● **What you should do**: Without leaving out a single line, copy the records exactly.

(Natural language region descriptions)

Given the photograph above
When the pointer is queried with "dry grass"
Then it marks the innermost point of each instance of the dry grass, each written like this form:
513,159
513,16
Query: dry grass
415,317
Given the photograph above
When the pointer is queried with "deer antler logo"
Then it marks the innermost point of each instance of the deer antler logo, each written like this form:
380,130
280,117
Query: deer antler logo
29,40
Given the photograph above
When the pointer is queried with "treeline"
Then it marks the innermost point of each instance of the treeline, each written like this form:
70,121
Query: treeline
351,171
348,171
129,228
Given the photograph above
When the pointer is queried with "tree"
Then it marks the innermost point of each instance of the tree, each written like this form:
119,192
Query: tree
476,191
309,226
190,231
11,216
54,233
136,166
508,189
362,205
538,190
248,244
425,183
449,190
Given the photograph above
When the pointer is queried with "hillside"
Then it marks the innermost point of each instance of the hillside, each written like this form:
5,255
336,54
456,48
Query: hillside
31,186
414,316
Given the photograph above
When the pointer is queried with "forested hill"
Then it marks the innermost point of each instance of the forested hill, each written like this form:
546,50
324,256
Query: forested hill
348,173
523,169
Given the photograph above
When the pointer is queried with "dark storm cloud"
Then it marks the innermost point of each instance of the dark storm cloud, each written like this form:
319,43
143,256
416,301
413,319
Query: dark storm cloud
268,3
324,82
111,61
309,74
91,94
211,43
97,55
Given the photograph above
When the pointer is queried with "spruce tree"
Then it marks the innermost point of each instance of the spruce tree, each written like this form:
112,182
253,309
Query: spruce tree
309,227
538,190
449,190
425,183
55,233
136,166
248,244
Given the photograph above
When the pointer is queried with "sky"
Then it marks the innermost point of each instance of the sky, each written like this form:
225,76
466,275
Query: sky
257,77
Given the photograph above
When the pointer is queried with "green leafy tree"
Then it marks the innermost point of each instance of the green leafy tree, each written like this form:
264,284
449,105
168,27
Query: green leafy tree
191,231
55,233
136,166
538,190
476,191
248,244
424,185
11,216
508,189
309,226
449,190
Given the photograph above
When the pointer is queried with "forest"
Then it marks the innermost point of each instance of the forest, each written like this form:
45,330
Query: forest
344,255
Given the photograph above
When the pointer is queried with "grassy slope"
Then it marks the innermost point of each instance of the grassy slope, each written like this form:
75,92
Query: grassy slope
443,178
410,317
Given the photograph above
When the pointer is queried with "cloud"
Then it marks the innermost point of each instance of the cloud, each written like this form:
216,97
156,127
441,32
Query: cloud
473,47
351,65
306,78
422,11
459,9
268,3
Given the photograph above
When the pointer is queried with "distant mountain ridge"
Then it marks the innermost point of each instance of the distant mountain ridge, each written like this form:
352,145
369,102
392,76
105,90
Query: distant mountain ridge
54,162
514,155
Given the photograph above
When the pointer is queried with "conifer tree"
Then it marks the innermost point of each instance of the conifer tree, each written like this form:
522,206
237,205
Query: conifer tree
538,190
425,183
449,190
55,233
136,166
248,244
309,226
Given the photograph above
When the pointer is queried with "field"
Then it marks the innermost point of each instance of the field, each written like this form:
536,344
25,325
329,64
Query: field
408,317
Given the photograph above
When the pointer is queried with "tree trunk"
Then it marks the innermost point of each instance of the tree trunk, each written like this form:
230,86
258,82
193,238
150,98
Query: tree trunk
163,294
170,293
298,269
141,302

● **Written solution**:
Given the photograph above
When the pointer is queried with "dry grass"
Then it marks the innermost point of each instance of the dry grass, each written like this form:
513,159
513,16
Query: dry grass
415,317
Given the photograph above
When the pointer is queried with "deer antler logo"
Then it marks the innermost point of each instance of the deer antler logo, each written like this form:
380,130
280,117
Query: deer antler logo
29,40
Given the photograph above
When the pointer is queried with "treeline"
Then it marks the innermost point of each instance of the treeline, each written like this form:
70,121
Query: treeline
351,171
348,171
129,228
Given the photograph above
When the pointer is queried with "tree"
Then it marks the innermost point of each instance of the tree, each written like this form:
119,192
Query: tree
476,191
309,226
190,231
11,216
54,233
136,166
508,189
362,205
538,190
248,244
425,183
449,190
Given the photograph above
When the pointer is queried with "hillside"
Then it marks the innermost point of each instance of the hillside, each written like this form:
5,255
336,54
456,48
Query: hillside
31,186
414,316
Given the photograph above
When the pointer is queried with "forested hill"
Then it marks the innermost point of each instance of the forested hill, each written like this form:
546,50
324,256
Query: forested hill
348,173
523,169
Given the photograph above
When the pointer is queried with "dark storm cloud"
Then it marks the innermost point of each instance of the dark storm cloud, each written like this form:
319,43
143,256
416,301
413,319
Query: dark storm cloud
268,3
324,82
111,61
309,74
91,94
211,43
97,55
Given the photograph above
When the pointer is queried with "spruce tree"
Then it marks the innermost point of each instance of the spruce tree, each written like this form:
112,182
253,309
Query: spruce tree
309,227
538,190
449,190
425,183
55,233
136,166
248,244
Given the photograph above
When the pointer is queried with "sky"
Then it marks the innermost point of each instance of the sky, each written like this form:
225,76
466,275
Query: sky
257,77
Given the photograph above
When the pointer is queried with "green leafy tree"
Then it marks the innermost point of each instance of the green leafy tree, each written like this form:
264,284
449,105
168,27
Query: green leafy tree
191,231
55,233
136,166
538,190
476,191
248,244
424,185
11,216
508,189
309,226
449,190
Given the photograph above
When the pointer is queried with "forest"
Then it marks the innermost point of each instance of the forest, each written like this form:
45,330
Query: forest
344,255
Given the photograph above
When the pointer is queried with "grassy slope"
Then it marks the innermost point of each instance of the grassy slope, each written like this form:
75,92
Query: grassy slope
443,178
410,317
Given the photograph above
When the pointer is queried with "cloud"
Then it marks the innermost point of each instance of the cloud, each written like this form:
216,97
156,127
441,32
Query: cloud
473,47
351,65
306,78
422,11
459,9
268,3
Given the photograph above
When the pointer is queried with "distant mountain ridge"
Then it marks the innermost point of each instance of the distant mountain ridge, each written like this form:
352,145
369,102
392,76
105,90
Query: distant mountain ridge
54,162
514,155
Given the photograph above
When the pointer is queried with "conifer tree"
Then it marks the innermost point of each instance of the conifer tree, each written like this form:
522,206
237,205
Query: conifer tree
538,190
425,183
449,190
55,233
136,166
248,244
309,226
Given the photograph above
When the pointer is queried with "field"
Then it marks the innermost point of each instance of the field, each written like this form:
536,344
25,325
329,64
Query: field
408,317
Given the photograph above
When the pointer is queried with "tree trunk"
Then it marks the innermost point of each instance of the tree trunk, each written like this form:
230,86
258,82
193,238
150,98
Query: tree trunk
163,294
170,293
298,269
141,302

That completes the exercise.